Trova nei dati qui sotto ogni riga che contiene la parola "white" e copiala per intero, per favore. Maiuscole e minuscole contano.

_ _ _ _ _ _ _

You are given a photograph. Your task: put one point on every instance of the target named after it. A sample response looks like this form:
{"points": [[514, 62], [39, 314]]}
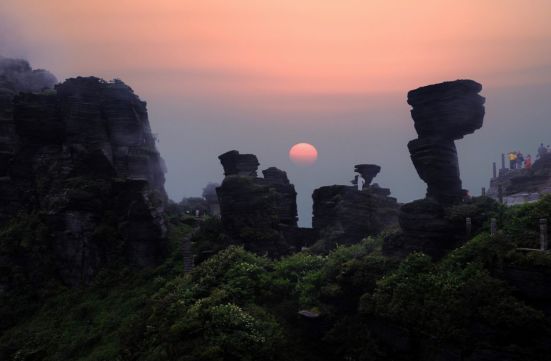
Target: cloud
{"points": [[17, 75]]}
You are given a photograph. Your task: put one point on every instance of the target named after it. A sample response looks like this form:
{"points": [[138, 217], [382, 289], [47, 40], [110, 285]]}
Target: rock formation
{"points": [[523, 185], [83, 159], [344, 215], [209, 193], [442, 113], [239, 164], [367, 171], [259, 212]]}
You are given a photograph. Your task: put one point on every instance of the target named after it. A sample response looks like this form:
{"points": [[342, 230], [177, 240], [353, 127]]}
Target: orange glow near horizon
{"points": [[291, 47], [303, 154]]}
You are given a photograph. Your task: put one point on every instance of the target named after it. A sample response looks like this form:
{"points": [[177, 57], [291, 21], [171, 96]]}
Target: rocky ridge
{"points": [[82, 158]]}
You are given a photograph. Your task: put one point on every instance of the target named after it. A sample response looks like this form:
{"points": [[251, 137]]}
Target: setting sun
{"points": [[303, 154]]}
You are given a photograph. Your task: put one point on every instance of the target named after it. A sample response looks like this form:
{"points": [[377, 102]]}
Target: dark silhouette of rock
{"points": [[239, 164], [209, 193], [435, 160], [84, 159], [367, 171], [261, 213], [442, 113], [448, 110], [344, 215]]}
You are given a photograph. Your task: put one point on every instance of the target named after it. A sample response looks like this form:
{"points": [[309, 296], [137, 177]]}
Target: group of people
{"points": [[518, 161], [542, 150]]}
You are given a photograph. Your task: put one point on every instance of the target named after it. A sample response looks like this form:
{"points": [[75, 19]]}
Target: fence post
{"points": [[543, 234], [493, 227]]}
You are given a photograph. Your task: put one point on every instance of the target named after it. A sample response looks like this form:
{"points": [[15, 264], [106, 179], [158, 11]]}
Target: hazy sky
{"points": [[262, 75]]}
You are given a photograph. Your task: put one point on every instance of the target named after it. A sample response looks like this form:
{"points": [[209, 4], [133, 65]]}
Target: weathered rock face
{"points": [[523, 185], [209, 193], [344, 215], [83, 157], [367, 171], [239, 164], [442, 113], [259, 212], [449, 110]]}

_ _ _ _ _ _ _

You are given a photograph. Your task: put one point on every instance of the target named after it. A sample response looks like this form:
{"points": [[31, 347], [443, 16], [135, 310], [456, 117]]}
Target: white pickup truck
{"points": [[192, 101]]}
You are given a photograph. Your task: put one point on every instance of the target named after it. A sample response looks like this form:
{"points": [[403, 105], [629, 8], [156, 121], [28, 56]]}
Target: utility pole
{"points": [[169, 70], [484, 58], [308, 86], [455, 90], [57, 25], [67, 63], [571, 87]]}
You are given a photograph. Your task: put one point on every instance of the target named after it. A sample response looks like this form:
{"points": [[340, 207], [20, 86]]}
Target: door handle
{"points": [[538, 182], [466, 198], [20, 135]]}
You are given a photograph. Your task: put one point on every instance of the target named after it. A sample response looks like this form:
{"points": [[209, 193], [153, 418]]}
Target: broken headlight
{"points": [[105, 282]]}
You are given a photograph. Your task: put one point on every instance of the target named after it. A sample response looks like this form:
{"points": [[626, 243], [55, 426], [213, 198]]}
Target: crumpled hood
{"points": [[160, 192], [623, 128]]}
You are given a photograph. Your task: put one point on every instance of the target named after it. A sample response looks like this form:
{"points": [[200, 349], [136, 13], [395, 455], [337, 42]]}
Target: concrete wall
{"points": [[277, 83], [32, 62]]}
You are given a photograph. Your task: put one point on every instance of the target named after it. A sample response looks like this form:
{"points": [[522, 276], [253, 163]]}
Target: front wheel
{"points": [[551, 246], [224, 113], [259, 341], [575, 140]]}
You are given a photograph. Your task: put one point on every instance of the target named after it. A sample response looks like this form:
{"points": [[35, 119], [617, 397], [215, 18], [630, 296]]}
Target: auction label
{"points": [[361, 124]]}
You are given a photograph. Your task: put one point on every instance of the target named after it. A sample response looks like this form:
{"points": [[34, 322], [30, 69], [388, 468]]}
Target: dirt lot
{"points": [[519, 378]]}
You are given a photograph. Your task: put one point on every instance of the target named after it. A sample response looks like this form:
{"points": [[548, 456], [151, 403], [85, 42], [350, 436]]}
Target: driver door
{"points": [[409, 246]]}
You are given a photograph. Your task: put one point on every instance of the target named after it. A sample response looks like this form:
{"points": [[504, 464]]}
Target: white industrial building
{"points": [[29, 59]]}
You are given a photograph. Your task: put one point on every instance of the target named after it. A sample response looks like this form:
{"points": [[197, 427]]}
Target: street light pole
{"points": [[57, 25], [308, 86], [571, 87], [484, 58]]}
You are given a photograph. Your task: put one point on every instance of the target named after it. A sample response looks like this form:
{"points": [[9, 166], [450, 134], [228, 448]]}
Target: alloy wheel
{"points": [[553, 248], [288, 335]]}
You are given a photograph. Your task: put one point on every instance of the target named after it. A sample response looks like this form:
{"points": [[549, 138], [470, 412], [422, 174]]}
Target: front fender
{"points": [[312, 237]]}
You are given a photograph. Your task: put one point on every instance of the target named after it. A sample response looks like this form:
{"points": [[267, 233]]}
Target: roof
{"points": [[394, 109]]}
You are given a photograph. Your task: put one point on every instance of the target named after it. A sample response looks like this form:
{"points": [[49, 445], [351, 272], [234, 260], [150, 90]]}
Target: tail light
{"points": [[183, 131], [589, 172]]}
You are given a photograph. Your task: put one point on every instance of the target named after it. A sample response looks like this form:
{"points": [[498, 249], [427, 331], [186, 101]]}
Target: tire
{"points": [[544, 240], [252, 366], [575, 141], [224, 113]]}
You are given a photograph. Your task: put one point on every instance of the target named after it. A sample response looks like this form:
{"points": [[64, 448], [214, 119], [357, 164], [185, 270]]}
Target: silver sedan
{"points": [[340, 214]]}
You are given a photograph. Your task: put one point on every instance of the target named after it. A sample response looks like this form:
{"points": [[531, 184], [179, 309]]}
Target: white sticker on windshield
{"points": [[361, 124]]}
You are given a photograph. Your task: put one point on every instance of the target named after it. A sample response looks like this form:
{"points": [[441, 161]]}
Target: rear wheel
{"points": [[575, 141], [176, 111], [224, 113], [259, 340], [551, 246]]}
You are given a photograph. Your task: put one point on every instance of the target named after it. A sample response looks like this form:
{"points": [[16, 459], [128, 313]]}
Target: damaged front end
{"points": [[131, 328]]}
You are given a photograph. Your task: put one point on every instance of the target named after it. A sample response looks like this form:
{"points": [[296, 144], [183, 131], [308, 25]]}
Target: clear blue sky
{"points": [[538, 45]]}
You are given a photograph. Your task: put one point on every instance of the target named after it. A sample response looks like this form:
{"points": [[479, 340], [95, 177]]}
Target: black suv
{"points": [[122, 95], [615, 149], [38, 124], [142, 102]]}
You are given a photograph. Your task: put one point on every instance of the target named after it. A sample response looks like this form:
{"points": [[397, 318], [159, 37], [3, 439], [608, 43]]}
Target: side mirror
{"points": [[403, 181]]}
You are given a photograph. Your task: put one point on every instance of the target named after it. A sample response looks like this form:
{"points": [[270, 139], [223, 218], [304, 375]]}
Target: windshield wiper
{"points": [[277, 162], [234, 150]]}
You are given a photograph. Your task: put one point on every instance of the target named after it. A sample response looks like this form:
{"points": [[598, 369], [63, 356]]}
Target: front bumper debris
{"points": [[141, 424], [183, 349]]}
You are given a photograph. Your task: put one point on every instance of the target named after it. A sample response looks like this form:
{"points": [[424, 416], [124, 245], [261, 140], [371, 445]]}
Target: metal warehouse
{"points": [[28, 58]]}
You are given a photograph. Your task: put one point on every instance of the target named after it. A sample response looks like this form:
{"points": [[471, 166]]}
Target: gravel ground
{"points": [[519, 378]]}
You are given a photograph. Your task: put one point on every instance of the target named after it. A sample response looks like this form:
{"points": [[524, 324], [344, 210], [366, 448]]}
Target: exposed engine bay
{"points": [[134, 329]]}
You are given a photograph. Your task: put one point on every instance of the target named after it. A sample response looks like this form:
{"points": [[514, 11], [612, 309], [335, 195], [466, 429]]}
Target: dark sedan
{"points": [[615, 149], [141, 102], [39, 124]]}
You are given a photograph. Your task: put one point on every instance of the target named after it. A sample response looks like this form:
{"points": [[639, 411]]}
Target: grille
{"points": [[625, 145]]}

_ _ _ _ _ _ _

# Risposta esercizio:
Target: white pickup truck
Target: white industrial building
Target: white sticker on windshield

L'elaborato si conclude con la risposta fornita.